### Image box annotation records
====================

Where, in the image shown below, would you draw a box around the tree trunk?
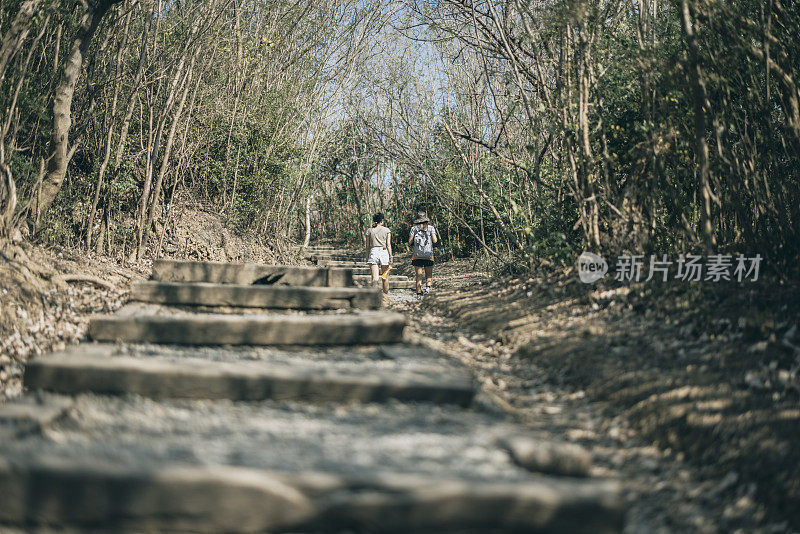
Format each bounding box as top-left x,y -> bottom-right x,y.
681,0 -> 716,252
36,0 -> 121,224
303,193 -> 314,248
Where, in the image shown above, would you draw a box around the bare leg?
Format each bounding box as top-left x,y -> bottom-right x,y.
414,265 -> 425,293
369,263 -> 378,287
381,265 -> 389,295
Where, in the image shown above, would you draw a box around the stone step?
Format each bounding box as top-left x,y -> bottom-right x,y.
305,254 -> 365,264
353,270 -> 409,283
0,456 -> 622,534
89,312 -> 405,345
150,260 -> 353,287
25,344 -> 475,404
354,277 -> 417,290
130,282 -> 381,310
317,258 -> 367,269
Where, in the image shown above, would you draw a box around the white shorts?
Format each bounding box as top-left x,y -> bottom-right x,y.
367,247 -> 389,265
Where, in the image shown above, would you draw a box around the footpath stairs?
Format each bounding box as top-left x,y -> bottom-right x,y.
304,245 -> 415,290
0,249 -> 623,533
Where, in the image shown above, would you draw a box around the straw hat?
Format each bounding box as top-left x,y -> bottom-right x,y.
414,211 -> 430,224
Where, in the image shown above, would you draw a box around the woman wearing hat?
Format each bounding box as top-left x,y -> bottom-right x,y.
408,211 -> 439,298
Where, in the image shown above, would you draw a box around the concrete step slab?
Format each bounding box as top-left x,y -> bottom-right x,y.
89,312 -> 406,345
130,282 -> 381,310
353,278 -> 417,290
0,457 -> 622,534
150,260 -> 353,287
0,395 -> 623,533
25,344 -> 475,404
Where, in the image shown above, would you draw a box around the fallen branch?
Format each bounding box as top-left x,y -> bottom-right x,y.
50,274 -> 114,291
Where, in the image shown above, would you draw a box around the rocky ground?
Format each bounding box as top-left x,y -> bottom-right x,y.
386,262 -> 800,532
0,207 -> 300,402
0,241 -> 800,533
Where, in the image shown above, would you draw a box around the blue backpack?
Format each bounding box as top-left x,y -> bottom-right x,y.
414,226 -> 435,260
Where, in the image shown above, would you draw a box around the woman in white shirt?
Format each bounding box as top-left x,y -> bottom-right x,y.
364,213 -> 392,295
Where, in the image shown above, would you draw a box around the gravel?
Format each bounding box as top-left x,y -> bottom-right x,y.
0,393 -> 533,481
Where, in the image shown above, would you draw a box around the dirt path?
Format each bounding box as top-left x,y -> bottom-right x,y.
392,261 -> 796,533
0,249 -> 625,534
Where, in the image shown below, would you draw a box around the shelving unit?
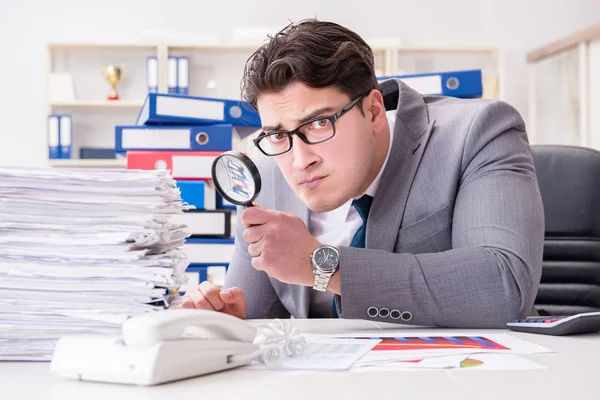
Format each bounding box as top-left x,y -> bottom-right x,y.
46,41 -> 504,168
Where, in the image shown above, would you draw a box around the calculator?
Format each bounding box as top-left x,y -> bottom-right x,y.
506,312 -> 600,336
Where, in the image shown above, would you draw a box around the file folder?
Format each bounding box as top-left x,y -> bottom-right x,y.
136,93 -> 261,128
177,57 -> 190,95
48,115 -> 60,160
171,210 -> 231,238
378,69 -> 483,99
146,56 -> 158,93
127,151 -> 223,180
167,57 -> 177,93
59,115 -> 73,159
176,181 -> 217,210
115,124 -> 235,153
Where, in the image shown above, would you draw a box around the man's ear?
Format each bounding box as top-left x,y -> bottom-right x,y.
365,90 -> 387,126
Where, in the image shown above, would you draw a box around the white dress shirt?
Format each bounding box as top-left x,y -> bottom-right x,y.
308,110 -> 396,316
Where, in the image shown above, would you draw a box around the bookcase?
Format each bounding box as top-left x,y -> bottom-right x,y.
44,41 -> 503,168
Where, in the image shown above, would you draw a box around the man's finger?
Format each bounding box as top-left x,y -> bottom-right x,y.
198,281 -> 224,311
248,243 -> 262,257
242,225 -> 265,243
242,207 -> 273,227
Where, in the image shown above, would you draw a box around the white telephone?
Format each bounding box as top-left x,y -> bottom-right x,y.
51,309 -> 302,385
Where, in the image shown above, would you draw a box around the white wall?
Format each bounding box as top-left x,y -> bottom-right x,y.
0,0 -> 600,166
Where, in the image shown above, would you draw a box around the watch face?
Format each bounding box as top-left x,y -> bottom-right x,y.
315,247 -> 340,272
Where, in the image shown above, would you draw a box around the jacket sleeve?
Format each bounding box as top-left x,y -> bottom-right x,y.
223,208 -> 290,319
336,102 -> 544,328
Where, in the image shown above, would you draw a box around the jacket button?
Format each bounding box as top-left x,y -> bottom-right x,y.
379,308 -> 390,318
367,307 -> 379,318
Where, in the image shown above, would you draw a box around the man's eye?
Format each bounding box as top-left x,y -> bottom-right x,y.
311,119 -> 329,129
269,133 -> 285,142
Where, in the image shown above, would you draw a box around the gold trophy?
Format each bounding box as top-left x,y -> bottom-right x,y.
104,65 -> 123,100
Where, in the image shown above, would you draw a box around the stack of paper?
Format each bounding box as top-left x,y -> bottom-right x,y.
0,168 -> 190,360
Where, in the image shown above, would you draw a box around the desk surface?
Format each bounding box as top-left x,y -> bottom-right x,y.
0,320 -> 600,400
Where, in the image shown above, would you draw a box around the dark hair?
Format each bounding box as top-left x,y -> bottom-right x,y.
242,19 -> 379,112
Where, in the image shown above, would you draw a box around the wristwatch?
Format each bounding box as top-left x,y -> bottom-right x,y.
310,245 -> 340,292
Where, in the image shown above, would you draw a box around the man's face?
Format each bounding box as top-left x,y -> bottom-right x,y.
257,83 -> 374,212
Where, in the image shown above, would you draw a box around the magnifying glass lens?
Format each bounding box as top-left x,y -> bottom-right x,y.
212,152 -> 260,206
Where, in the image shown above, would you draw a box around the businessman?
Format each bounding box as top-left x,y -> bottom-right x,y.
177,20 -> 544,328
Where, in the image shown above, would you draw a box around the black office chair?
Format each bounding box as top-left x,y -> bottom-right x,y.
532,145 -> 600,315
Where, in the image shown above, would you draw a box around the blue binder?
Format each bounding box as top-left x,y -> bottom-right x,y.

====================

### Exercise details
Retype every line of the records above word for word, leaving out the pictures.

### Written reply
Where, in the image shown below, would you draw a box around the tree trunk?
Format each bounding box as top-left x,y -> bottom-right x,y.
681,0 -> 716,252
36,0 -> 121,224
303,193 -> 314,248
Where, in the image shown above, would you draw a box around the bare leg?
Format each bounding box as top-left x,y -> bottom-right x,y.
414,265 -> 425,293
369,263 -> 378,287
381,265 -> 389,295
Where, in the image shown above, would you draw a box around the stone step?
Format each bounding box as top-left x,y -> bottom-right x,y.
305,254 -> 365,264
353,270 -> 409,283
0,456 -> 622,534
89,312 -> 405,345
150,260 -> 353,287
25,344 -> 475,404
354,277 -> 417,290
130,282 -> 381,310
317,258 -> 367,269
Where, in the image shown above, would you draw a box around the white shorts?
Format each bounding box as top-left x,y -> bottom-right x,y.
367,247 -> 389,265
Where, in the image shown above, would you draw a box around the footpath stairs?
Format each bounding box as top-left x,y -> bottom-right x,y.
304,245 -> 415,290
0,249 -> 623,533
Where, in the image shown above, would you draw a box around the straw hat?
Format each bounding box as top-left x,y -> bottom-right x,y.
414,211 -> 430,224
Where, in the image shown above, would you draw a box around the woman wearing hat?
Format each bounding box as top-left x,y -> bottom-right x,y.
408,211 -> 439,298
Where, in the image shown above, would you draw a box around the concrete step slab?
Format each bounding box as top-left x,y -> bottom-right x,y.
89,312 -> 406,345
130,282 -> 381,310
353,278 -> 417,290
0,457 -> 622,534
150,260 -> 353,287
0,395 -> 623,533
25,344 -> 475,404
Where, in the image shown above, would you draw a box around the fallen branch?
Format each bounding box as top-left x,y -> bottom-right x,y.
50,274 -> 114,291
Where, in the image shown above, would you draw a box around the rocky ground?
Format each bounding box as top-left x,y -> bottom-right x,y.
386,262 -> 800,532
0,207 -> 300,402
0,241 -> 800,533
Where, in the image shown above, would you draw a box around the blue backpack?
Format each bounding box as top-left x,y -> bottom-right x,y.
414,226 -> 435,260
Where, in the image shown above, would you draw a box around the woman in white shirt?
Format each bounding box as top-left x,y -> bottom-right x,y.
364,213 -> 392,295
Where, in the image shown above, would you draw a box around the gravel?
Format each bounding box as top-left x,y -> bottom-right x,y.
0,393 -> 533,481
Where, in the image shown above, would you draw a box around the dirt path?
Format each bounding box as top-left x,y -> bottom-right x,y.
392,261 -> 796,533
0,249 -> 625,534
Where, in the image shown below, would you draw a box around the shelving unit?
Format each bounding box as top-left x,y -> bottom-right x,y.
46,41 -> 504,168
Where, in the image shown above, would you draw a box around the calculator?
Format each bounding box as top-left x,y -> bottom-right x,y.
506,312 -> 600,336
Where, in the image shown above, would you draw a box around the file folder?
Format each bounding box as top-left x,y -> bottom-right x,y.
136,93 -> 261,128
177,57 -> 190,95
48,115 -> 60,160
171,210 -> 231,238
378,69 -> 483,99
146,56 -> 158,93
127,151 -> 223,180
167,57 -> 177,93
59,115 -> 73,159
176,181 -> 217,210
115,124 -> 235,153
Where, in the image shown above, would you draw a box around the man's ear?
Format each bounding box as top-left x,y -> bottom-right x,y.
365,90 -> 387,126
Where, in the image shown above, would you draw a box around the white dress shirt?
Format each bounding box as top-left x,y -> bottom-right x,y.
308,110 -> 396,316
Where, in the image shown above, would you draw a box around the bookcase?
Format each bounding box as top-left x,y -> bottom-right x,y.
44,41 -> 503,168
Where, in the image shown above, would you draw a box around the man's finger?
Format each bounding box as top-left x,y -> bottom-right x,y.
198,281 -> 224,311
248,243 -> 262,257
242,225 -> 265,243
242,207 -> 273,227
Where, in the image shown above, would you draw a box around the white telephone?
Format each bounding box as top-left x,y -> bottom-right x,y.
51,309 -> 302,385
Where, in the image shown above, would you draw a box around the white wall?
Format each bounding box as top-left x,y -> bottom-right x,y.
0,0 -> 600,166
Where, in the image shown above, would you draw a box around the watch face?
Format each bounding box as top-left x,y -> bottom-right x,y.
315,247 -> 340,272
Where, in the image shown above, would you draw a box around the jacket sleeve?
Format each bounding box as top-left x,y -> bottom-right x,y.
223,208 -> 290,319
336,102 -> 544,328
Where, in the image shown above, would you draw a box around the jacket button?
Format each bounding box as top-left x,y -> bottom-right x,y.
379,308 -> 390,318
367,307 -> 379,318
Where, in the image shown above, would you draw a box around the man's eye?
Format each bounding box as top-left x,y -> bottom-right x,y.
311,119 -> 329,129
269,133 -> 285,142
Where, in the image shown above, would you draw a box around the gold trophy?
Format each bounding box as top-left x,y -> bottom-right x,y.
104,65 -> 123,100
Where, in the image shown above, would you draw a box around the stack of paper?
Format each bounding box as top-left x,y -> bottom-right x,y.
0,168 -> 190,360
Where, in the image shown above, would you draw a box around the desk surface?
Format each bounding box as top-left x,y -> bottom-right x,y.
0,320 -> 600,400
Where, in the image shown above, would you draw a box around the dark hair?
Format each bounding box as top-left x,y -> bottom-right x,y.
242,19 -> 379,112
Where, in the image shown above, would you draw a box around the wristwatch?
Format each bounding box as top-left x,y -> bottom-right x,y.
310,245 -> 340,292
Where, in the image shown above, would you draw a box around the man's face?
Format each bounding box as top-left x,y -> bottom-right x,y.
257,83 -> 374,212
Where, in the image shown above, would you draw a box around the magnifying glass lens?
Format each bounding box as top-left x,y -> bottom-right x,y.
212,152 -> 260,206
Where, in the image shown above, would you draw a box around the businessman?
Format each bounding box as top-left x,y -> bottom-right x,y.
177,20 -> 544,328
Where, in the image shown above, would you draw a box around the black office chair?
Format each bounding box as top-left x,y -> bottom-right x,y.
532,145 -> 600,315
Where, in the image shown above, would you draw a box around the blue binder?
Format each bounding box as top-left x,y -> bottom-right x,y.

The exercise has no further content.